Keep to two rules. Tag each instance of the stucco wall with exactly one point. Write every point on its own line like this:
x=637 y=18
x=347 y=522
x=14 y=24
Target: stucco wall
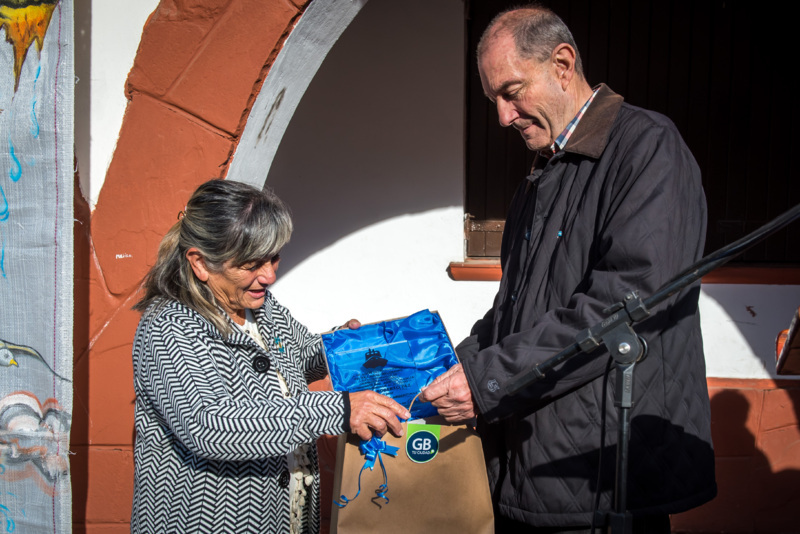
x=371 y=164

══════════════════════════════

= TASK DIRECTIONS =
Reproduce the entries above exactly, without images.

= EXPECTED ANSWER =
Keep to two rules. Tag each instance of the stucco wall with exactly one point. Write every point on its own line like this:
x=637 y=18
x=347 y=522
x=14 y=24
Target: stucco wall
x=371 y=164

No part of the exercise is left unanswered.